Exercise text:

--

Ex-snore-sted

Midnight

My husband rolls out of bed gingerly to avoid waking me up.

My eyes spring open and my mouth says “Where are you going?” before my brain knows what just happened.

“I just can’t sleep with your snoring. I’m sorry.”

Did I mention my anxiety is hyperactive at the moment?

I’m now awake, and while I furiously google all the possible cures for snoring, my brain kicks into a dialogue.

“If you don’t do something, he’ll leave you.”

Me: “What? No. Don’t be ridiculous!”

Anxiety: “Wouldn’t you? Look at him! He’s exhausted. And he’s exhausted because of YOUR snoring. He’s exSnoreSted!”

Me: “But it’s not my fault! I’ve done everything I can!”

Anxiety: ” Have you?”

Me: “Yes. You know I have. And now I need an ENT specialist.”

Anxiety: “Ooh, sounds expensive. Hey, aren’t you about to take a pay cut? How will you afford that?”

Me: ” Don’t start this shit. It’ll be fine!”

Anxiety: “And what if they need to do surgery? You know they don’t like taking tonsils out of adults for a reason.”

--

Material shown:
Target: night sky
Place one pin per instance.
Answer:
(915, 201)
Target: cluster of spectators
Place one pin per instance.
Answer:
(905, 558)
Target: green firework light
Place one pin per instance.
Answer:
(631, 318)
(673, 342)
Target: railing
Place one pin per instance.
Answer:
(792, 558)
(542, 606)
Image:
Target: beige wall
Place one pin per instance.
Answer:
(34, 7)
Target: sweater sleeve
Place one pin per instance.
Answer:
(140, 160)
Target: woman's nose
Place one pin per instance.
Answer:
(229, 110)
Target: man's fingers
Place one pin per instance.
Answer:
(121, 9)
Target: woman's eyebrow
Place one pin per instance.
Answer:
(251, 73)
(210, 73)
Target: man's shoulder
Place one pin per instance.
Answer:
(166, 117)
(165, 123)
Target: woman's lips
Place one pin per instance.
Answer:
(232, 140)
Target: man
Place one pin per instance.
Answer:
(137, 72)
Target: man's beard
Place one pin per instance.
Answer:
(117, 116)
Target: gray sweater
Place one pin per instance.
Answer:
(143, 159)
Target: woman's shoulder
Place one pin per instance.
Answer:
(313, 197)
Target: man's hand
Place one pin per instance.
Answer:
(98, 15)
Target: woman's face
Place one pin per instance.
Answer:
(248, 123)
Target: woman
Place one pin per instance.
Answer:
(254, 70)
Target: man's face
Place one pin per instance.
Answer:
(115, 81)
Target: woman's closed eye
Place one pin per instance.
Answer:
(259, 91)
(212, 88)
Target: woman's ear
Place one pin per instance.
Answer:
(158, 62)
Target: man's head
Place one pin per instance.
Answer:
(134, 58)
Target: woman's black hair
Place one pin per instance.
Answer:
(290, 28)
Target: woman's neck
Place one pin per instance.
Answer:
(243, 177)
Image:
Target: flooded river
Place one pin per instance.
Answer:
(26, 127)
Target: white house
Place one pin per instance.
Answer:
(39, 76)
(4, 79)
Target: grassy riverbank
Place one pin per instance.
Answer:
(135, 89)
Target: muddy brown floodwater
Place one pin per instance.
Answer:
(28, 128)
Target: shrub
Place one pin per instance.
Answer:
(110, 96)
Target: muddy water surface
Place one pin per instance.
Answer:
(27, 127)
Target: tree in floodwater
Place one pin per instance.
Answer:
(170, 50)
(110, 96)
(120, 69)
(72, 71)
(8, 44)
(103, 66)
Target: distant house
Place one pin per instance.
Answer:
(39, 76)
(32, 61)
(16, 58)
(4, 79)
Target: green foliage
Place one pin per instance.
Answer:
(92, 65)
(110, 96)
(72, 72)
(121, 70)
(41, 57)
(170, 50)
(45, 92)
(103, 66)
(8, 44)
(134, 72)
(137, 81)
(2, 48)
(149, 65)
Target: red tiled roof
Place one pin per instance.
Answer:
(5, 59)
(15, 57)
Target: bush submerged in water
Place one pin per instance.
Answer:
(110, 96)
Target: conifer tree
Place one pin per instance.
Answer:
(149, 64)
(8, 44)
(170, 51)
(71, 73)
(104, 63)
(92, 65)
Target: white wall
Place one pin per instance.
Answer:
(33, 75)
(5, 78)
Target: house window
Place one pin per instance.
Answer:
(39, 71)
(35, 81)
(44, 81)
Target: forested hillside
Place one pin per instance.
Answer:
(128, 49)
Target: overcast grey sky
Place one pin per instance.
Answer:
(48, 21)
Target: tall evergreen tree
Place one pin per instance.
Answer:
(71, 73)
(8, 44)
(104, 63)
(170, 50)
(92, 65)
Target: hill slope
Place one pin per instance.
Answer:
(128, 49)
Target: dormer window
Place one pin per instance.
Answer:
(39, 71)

--

Work to complete: Quote each line of the Ex-snore-sted text that begins with the label "Me:". The records have nothing to do with the text.

Exercise output:
- "What? No. Don't be ridiculous!"
- "But it's not my fault! I've done everything I can!"
- "Yes. You know I have. And now I need an ENT specialist."
- "Don't start this shit. It'll be fine!"